(Collected data entries)
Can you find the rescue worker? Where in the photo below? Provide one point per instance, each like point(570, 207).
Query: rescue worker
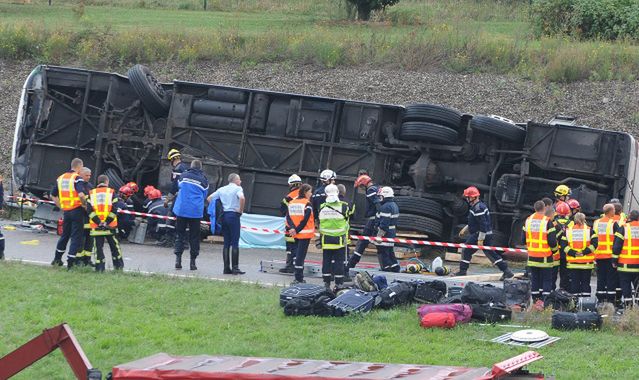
point(300, 224)
point(103, 222)
point(626, 256)
point(188, 208)
point(365, 184)
point(334, 224)
point(480, 232)
point(387, 218)
point(294, 183)
point(232, 199)
point(541, 240)
point(579, 243)
point(68, 194)
point(607, 281)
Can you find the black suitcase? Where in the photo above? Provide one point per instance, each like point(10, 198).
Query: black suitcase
point(310, 292)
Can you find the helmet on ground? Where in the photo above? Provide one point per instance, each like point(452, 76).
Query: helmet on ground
point(573, 204)
point(327, 175)
point(294, 179)
point(562, 209)
point(562, 191)
point(471, 192)
point(173, 153)
point(363, 180)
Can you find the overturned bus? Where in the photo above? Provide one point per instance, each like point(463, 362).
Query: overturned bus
point(123, 126)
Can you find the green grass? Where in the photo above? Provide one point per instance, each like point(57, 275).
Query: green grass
point(118, 318)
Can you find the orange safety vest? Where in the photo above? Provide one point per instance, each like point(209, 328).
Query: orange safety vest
point(578, 239)
point(296, 209)
point(629, 257)
point(102, 202)
point(69, 198)
point(604, 229)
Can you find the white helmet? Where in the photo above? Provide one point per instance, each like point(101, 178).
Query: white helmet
point(327, 175)
point(294, 179)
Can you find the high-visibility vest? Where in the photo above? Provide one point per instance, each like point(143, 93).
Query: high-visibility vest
point(102, 201)
point(629, 257)
point(578, 239)
point(68, 196)
point(296, 209)
point(604, 229)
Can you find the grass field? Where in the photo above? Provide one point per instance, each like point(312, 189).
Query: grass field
point(122, 317)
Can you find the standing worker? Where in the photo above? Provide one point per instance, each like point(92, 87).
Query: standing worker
point(579, 243)
point(294, 183)
point(480, 232)
point(189, 208)
point(334, 223)
point(232, 198)
point(541, 240)
point(68, 194)
point(103, 222)
point(365, 184)
point(626, 256)
point(300, 224)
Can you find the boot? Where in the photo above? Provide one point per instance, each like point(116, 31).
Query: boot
point(227, 260)
point(235, 257)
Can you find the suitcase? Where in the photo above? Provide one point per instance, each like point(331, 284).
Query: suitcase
point(310, 292)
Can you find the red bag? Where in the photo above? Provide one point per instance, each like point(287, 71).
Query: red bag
point(443, 320)
point(462, 312)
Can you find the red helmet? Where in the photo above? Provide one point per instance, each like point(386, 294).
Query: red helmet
point(562, 209)
point(471, 192)
point(362, 180)
point(573, 204)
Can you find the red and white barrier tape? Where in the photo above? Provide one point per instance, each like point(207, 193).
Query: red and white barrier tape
point(355, 237)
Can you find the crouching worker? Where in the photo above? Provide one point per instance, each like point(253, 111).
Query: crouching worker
point(300, 224)
point(579, 243)
point(103, 222)
point(334, 218)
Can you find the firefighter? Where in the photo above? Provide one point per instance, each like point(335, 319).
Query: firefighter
point(541, 240)
point(294, 183)
point(334, 224)
point(103, 222)
point(300, 224)
point(578, 245)
point(607, 281)
point(68, 194)
point(387, 217)
point(365, 184)
point(626, 256)
point(480, 233)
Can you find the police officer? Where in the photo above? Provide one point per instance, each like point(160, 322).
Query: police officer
point(480, 232)
point(365, 184)
point(68, 194)
point(103, 222)
point(334, 224)
point(193, 187)
point(294, 183)
point(387, 217)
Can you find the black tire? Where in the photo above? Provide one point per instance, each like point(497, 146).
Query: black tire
point(429, 132)
point(498, 127)
point(433, 114)
point(420, 206)
point(151, 93)
point(431, 227)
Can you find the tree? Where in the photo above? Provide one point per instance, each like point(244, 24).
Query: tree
point(365, 7)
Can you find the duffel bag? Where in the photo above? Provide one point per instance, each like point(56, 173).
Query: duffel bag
point(474, 293)
point(441, 320)
point(586, 320)
point(462, 312)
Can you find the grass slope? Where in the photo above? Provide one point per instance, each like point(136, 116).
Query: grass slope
point(122, 317)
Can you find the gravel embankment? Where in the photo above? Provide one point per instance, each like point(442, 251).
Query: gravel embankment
point(608, 105)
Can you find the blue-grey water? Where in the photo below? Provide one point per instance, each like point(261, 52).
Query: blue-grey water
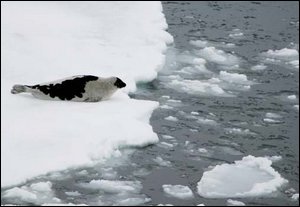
point(265, 25)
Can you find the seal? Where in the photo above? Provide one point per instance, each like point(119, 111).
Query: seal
point(85, 88)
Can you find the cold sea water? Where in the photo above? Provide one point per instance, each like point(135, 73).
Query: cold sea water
point(229, 89)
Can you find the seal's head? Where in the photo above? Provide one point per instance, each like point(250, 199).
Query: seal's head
point(119, 83)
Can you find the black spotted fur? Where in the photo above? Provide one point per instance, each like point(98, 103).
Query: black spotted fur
point(67, 89)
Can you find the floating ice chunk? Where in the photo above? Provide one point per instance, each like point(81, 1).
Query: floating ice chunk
point(292, 97)
point(167, 137)
point(239, 131)
point(36, 193)
point(41, 186)
point(273, 115)
point(166, 145)
point(204, 43)
point(251, 176)
point(233, 77)
point(202, 150)
point(283, 54)
point(63, 204)
point(268, 120)
point(235, 35)
point(178, 191)
point(162, 162)
point(208, 87)
point(218, 56)
point(202, 120)
point(133, 201)
point(295, 197)
point(228, 150)
point(231, 202)
point(20, 193)
point(274, 158)
point(72, 38)
point(73, 193)
point(294, 63)
point(141, 172)
point(258, 67)
point(166, 107)
point(83, 172)
point(174, 101)
point(199, 43)
point(114, 186)
point(171, 118)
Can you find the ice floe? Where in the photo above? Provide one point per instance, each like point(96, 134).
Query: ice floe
point(231, 202)
point(159, 160)
point(52, 40)
point(36, 193)
point(249, 177)
point(171, 118)
point(285, 56)
point(178, 191)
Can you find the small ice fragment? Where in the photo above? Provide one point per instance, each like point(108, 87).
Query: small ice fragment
point(171, 118)
point(178, 191)
point(231, 202)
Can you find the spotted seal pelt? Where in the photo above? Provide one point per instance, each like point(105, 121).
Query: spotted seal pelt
point(76, 88)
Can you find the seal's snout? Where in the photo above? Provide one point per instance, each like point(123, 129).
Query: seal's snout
point(119, 83)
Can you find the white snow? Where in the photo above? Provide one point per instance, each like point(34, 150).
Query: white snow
point(251, 176)
point(231, 202)
point(167, 137)
point(205, 43)
point(286, 55)
point(37, 193)
point(295, 197)
point(239, 131)
point(292, 97)
point(166, 144)
point(159, 160)
point(233, 77)
point(258, 67)
point(218, 56)
point(73, 193)
point(45, 41)
point(166, 107)
point(178, 191)
point(114, 186)
point(63, 204)
point(273, 115)
point(268, 120)
point(118, 192)
point(202, 150)
point(171, 118)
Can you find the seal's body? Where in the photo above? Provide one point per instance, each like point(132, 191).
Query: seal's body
point(76, 88)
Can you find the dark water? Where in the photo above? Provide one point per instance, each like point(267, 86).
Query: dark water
point(265, 25)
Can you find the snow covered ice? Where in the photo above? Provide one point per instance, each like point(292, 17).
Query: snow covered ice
point(249, 177)
point(45, 41)
point(178, 191)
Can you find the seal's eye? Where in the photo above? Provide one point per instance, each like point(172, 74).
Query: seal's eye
point(119, 83)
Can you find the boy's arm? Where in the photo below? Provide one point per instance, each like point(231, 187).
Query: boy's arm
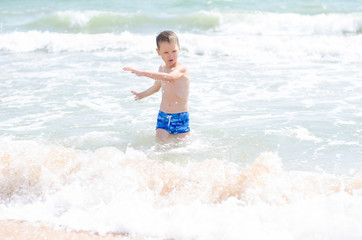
point(168, 77)
point(155, 88)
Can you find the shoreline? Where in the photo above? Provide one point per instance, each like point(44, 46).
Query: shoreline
point(20, 230)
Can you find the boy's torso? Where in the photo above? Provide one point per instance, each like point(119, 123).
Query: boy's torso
point(175, 95)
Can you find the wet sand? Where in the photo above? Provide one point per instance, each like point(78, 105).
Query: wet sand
point(19, 230)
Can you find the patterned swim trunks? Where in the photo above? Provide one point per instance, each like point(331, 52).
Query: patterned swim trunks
point(174, 123)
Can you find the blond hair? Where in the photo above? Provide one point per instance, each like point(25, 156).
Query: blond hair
point(166, 36)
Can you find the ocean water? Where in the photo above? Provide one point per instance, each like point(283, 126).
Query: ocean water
point(275, 150)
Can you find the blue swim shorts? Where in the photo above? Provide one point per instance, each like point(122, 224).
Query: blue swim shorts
point(174, 123)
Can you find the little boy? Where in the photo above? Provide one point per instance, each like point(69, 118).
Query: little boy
point(173, 77)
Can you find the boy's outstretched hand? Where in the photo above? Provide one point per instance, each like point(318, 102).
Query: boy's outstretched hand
point(134, 71)
point(137, 95)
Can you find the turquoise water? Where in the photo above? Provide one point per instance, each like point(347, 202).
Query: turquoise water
point(276, 79)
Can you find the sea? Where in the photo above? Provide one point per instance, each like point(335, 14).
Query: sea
point(275, 150)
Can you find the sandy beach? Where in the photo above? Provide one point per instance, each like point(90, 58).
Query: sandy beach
point(19, 230)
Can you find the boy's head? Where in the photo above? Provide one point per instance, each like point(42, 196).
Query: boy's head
point(167, 36)
point(168, 47)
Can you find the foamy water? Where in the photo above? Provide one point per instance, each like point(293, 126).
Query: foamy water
point(275, 107)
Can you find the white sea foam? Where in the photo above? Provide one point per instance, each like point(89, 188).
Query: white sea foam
point(113, 191)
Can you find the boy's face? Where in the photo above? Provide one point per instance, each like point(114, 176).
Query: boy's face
point(169, 53)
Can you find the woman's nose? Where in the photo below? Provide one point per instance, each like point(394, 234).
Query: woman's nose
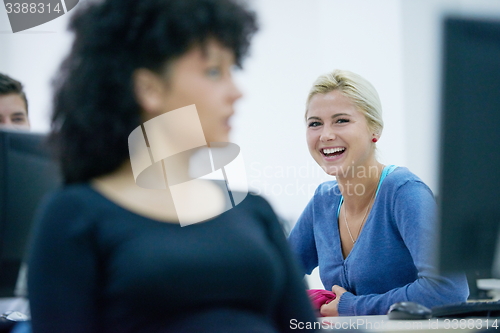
point(328, 134)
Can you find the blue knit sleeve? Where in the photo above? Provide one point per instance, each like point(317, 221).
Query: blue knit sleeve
point(302, 241)
point(413, 211)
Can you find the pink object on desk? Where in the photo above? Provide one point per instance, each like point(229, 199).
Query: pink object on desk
point(320, 296)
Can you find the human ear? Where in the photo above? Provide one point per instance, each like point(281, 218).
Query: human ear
point(149, 90)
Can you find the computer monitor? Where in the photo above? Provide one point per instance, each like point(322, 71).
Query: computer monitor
point(469, 175)
point(27, 173)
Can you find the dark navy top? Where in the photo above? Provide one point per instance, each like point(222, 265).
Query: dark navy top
point(97, 267)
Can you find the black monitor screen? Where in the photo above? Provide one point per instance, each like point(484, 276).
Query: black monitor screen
point(26, 174)
point(469, 181)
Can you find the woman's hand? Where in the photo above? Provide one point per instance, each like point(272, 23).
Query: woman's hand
point(331, 309)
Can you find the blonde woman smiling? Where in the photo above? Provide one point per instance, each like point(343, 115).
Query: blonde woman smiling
point(369, 231)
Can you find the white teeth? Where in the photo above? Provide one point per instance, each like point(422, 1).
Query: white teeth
point(332, 150)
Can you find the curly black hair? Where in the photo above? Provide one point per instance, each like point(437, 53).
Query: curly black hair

§ Exercise prompt
In the entries above, find the line containing "Can you find the duffel" and the line containing "Can you find the seal?", then copy both and every line between them exactly, without any picture.

§ The answer
Can you find the duffel bag? Where in the photo above? Provide one point per instance, each like point(56, 173).
Query: duffel bag
point(474, 293)
point(441, 320)
point(586, 320)
point(462, 312)
Can you find the grass slope? Where in the photo above? Provide one point per instance, each like point(136, 116).
Query: grass slope
point(122, 317)
Can you find the gravel embankment? Where in the photo above? Provide one point per instance, each like point(442, 251).
Query: gravel embankment
point(608, 105)
Can you find the blue-grey water? Where in the photo below? Provide one point per instance, each like point(261, 52).
Query: blue-grey water
point(265, 25)
Can you find the seal? Where in the photo above? Provide one point per instance, each like point(119, 111).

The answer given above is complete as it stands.